→ Page excerpt
The eucharist does this work, too, but its border crossing is a charged, unstable experience. Its meanings are impossible for the human-made ritual to control, especially as Christians themselves are deeply split about what those meanings are, and how they happen.

One provocative way of putting this is to say that it’s not totally clear — from the inside as well as the outside — whether the eucharistic community, when it meets together to encounter the presence of God, is doing a world-changing something, or a private, reflective, rather undramatic nothing.

Now, I’ll say it another way. When we put together Jesus’s physical absence with our inherited modern ambivalence about the power of symbolic action, we exert a huge pressure on the rite of the eucharist. How can we come close to Jesus, human and divine, now taken from the world and awaited eschatologically? Is the sacramental bread our means to see, touch, and taste God, or just a way of invoking a completely inward — and perhaps slippery and deniable — reality of thought and feeling?

A good many Christians also believe that bread is only bread, even though they may, at the same time, believe that they might be transformed by a powerful inner event. Yet they know that the choked avenues of emotion don’t offer reliable messages, and that they will probably be left asking, “Did anything happen just now? How will I know?”

It’s not clear, in a rite that celebrates a physical body in its absence, what irreducible basics the rite requires. Do we need to gather physically, when our absent Lord is present everywhere? Do we need to specify a place, a time, a physical community, when he brings with him the unlocated benefits of eternity?

How quickly will we, like King Lear’s older daughters, strip our ceremony of symbolic power until we move from providing the minimal signs of honour to providing no signs of honour at all, because they are “not needed”? Why have a ritual at all? “What need one?”

→ Supplied records
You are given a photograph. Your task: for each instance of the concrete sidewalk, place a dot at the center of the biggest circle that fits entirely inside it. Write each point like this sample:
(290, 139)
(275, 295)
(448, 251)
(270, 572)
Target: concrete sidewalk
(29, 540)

→ Objective
Can you copy the eucharist passage word for word, from "One provocative way" up to and including "thought and feeling?"? You can set the lines aside; none of them are needed here.

→ The response
One provocative way of putting this is to say that it’s not totally clear — from the inside as well as the outside — whether the eucharistic community, when it meets together to encounter the presence of God, is doing a world-changing something, or a private, reflective, rather undramatic nothing.

Now, I’ll say it another way. When we put together Jesus’s physical absence with our inherited modern ambivalence about the power of symbolic action, we exert a huge pressure on the rite of the eucharist. How can we come close to Jesus, human and divine, now taken from the world and awaited eschatologically? Is the sacramental bread our means to see, touch, and taste God, or just a way of invoking a completely inward — and perhaps slippery and deniable — reality of thought and feeling?